Exercise 1: Find every line in the rows that contains the string "litter", and copy each one.

Text:
-*-*-

Assembly Hears Keynote Address on Jesus as Liberator, Unifier. Fifth Assembly of World Council of Churches, 27th November 1975
Nairobi (EPS) - "We should be encouraged rather than discouraged by the diversity of answers to the question 'Who is this Jesus?''', said Dr. Robert McAfee Brown, a professor of theology from California, in the major theological address of the Fifth Assembly of the World Council of Churches here.
Dr. Brown was speaking on the theme, "Who is this Jesus Christ who frees and unites?" He based his address on the question Jesus asked of his disciples in Matthew 16: "Who do people say that the Son of Man is?", and continued, "Clearly this Jesus cannot be confined by any formula, theological or otherwise. He breaks out of all the little boxes in which we try and imprison him."
Dr. Brown went on to say that Christians have an obligation to listen before they proclaim, to know what is being said by the Jew, the Hindu, the Marxist, the humanist, and to believe that "we can learn from them, rather than assuming that they must learn exclusively from us".
But Jesus Christ also addresses us, asking: ''Who do you say that I am?" In answering this question we are forced to examine who we are.See full press release.

-*-*-

Stored data:
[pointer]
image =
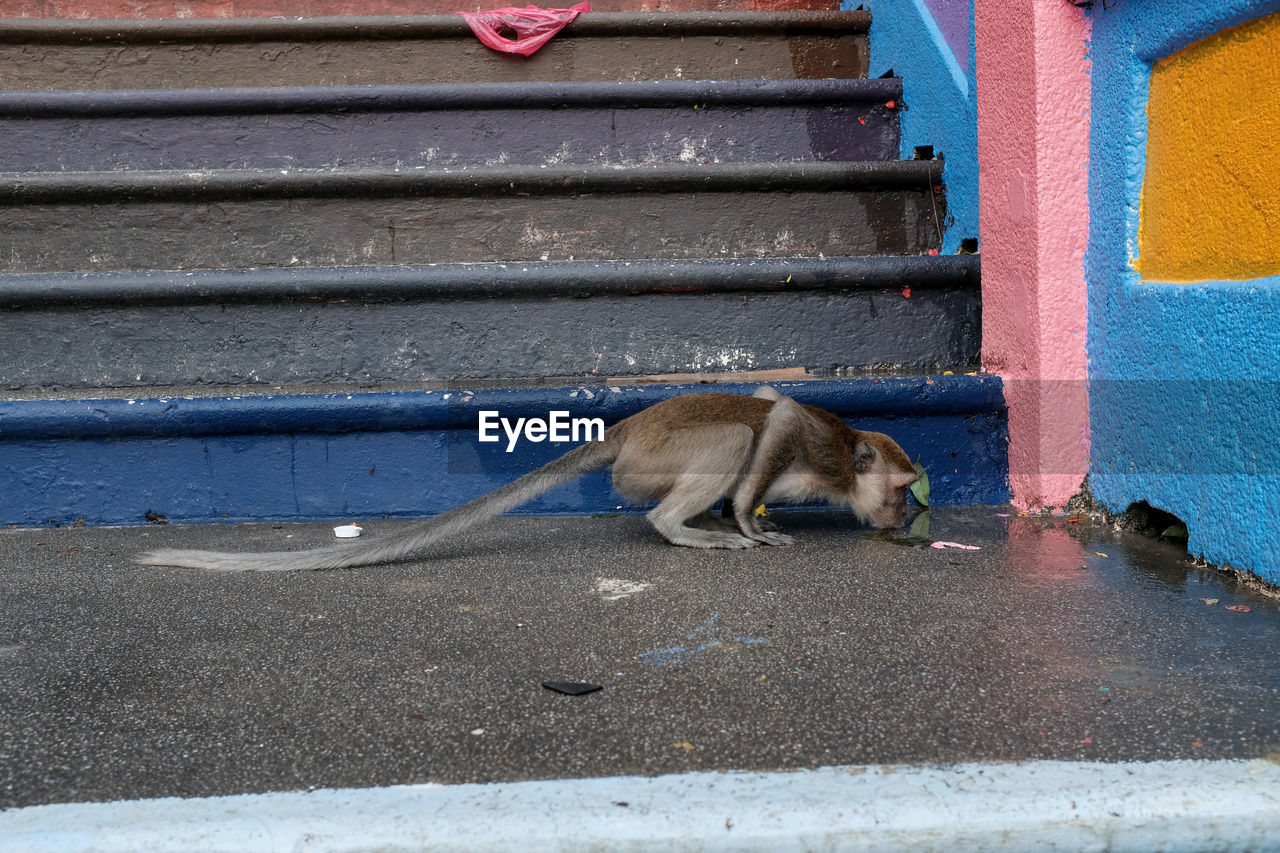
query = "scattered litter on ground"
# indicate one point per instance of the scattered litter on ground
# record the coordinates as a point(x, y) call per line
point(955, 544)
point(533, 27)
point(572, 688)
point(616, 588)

-*-*-

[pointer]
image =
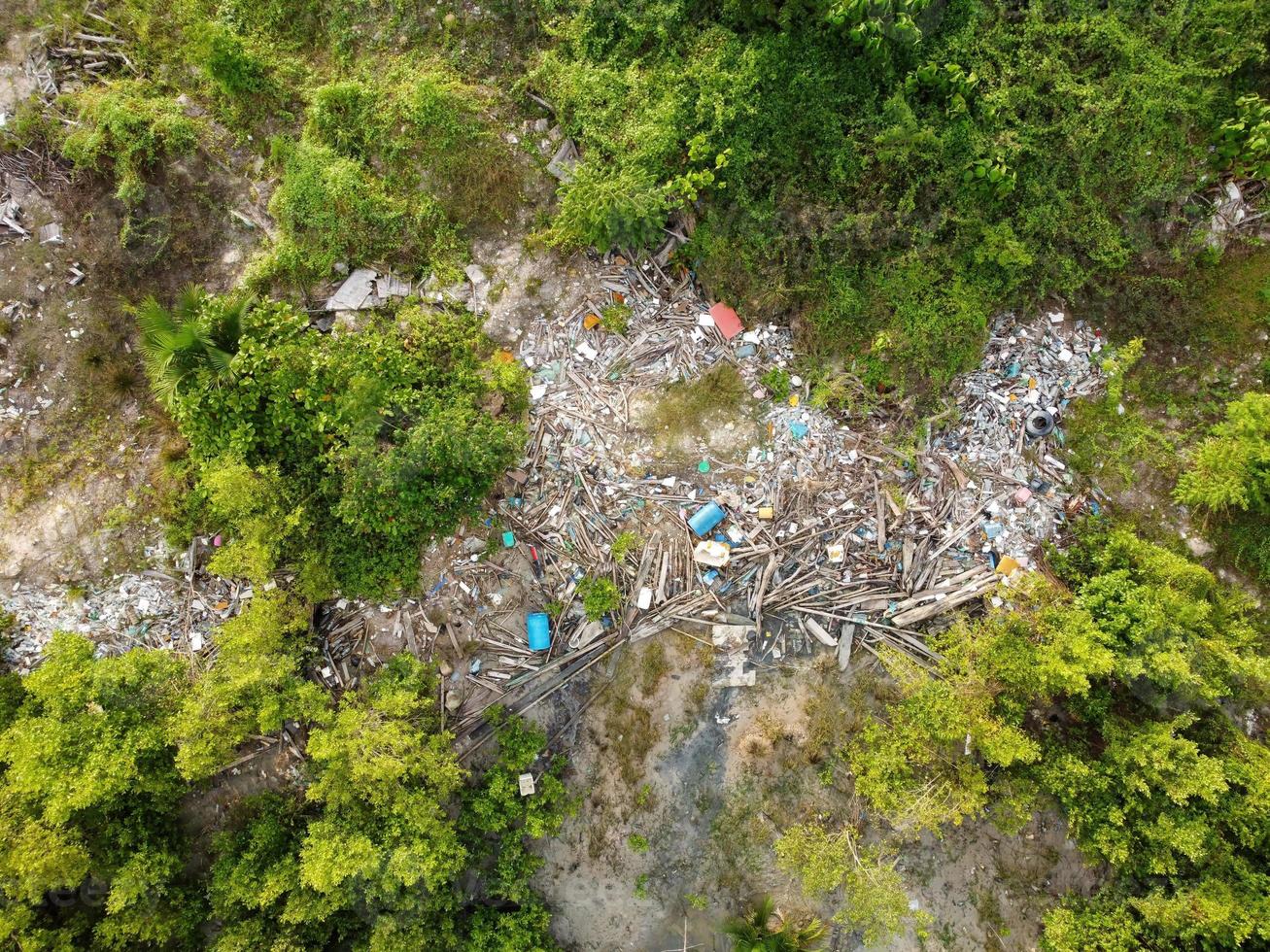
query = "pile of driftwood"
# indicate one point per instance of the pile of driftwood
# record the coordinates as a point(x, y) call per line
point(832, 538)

-*-*-

Exercise 2: According to the press release about the assembly address, whom does Dr. Brown say Christians should listen to before they proclaim? List each one.

Final result 1:
query = "scattered litter on ground"
# indicate one point per instance of the scattered litter on ground

Final result 2:
the Jew
the Hindu
the Marxist
the humanist